- **Instructions to follow**:
Extract the entire text below on reusing struct page for devmem, reproducing it word for word.

- **Text provided**:
▼▼▼
As we are reusing 'struct page' for devmem, page->_refcount for
devmem and page->_refcount for normal memory should be the same, right?
We may need to ensure 'struct page' for devmem to always look like a head
page for compound page or base page for net stack, as we use get_page()
in __skb_frag_ref().

We can choose to not call page_ref_sub() for page from devmem, we can
call napi_pp_put_page(), and we may be able to special handle the page
from devmem in devmem provider's 'release_page' ops in napi_pp_put_page().

> 
>> page_is_pfmemalloc(): which is corresponding to page->pp_magic, and
>>                       devmem provider can set/unset it in it's 'alloc_pages'
>>                       ops.
> 
> page_is_pfmemalloc() has nothing to do with page->pp_magic. It checks
> page->lru.next to figure out if this is a pfmemalloc. page_pool_iov
> has no page->lru.next. Still need to special case this?
▲▲▲
(Data drawn from a collection)
▼▼▼
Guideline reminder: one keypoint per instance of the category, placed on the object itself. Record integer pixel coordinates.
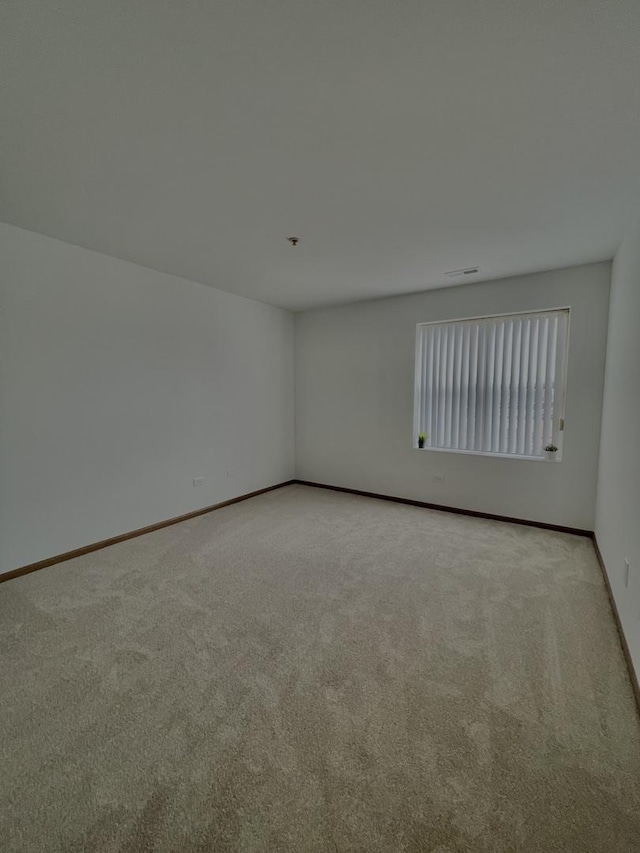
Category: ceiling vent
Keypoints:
(460, 273)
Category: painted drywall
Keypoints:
(618, 505)
(118, 386)
(354, 400)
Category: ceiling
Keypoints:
(397, 140)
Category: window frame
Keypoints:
(560, 418)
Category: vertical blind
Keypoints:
(494, 385)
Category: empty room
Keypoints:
(319, 406)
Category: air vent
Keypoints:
(459, 273)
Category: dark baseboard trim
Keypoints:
(96, 546)
(616, 618)
(577, 531)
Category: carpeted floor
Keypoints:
(313, 671)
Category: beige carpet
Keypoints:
(312, 671)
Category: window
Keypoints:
(492, 384)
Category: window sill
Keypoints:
(490, 453)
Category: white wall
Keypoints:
(618, 506)
(118, 386)
(354, 400)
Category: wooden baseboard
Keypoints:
(113, 540)
(616, 618)
(578, 531)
▲▲▲
- **Exercise result**:
As we are reusing 'struct page' for devmem, page->_refcount for
devmem and page->_refcount for normal memory should be the same, right?
We may need to ensure 'struct page' for devmem to always look like a head
page for compound page or base page for net stack, as we use get_page()
in __skb_frag_ref().

We can choose to not call page_ref_sub() for page from devmem, we can
call napi_pp_put_page(), and we may be able to special handle the page
from devmem in devmem provider's 'release_page' ops in napi_pp_put_page().

> 
>> page_is_pfmemalloc(): which is corresponding to page->pp_magic, and
>>                       devmem provider can set/unset it in it's 'alloc_pages'
>>                       ops.
> 
> page_is_pfmemalloc() has nothing to do with page->pp_magic. It checks
> page->lru.next to figure out if this is a pfmemalloc. page_pool_iov
> has no page->lru.next. Still need to special case this?